» **Part of a data file**:

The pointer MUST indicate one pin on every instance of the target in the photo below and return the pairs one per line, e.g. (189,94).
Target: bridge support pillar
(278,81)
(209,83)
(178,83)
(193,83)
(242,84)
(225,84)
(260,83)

» **GIVEN INSTRUCTION**: Transcribe the material exactly as it reads.

» **PROBLEM SOLUTION**:
The pointer MUST indicate one pin on every instance of the target in the photo below and return the pairs one per line, e.g. (189,94).
Target: bridge support pillar
(278,81)
(209,83)
(178,83)
(193,83)
(242,84)
(225,84)
(260,83)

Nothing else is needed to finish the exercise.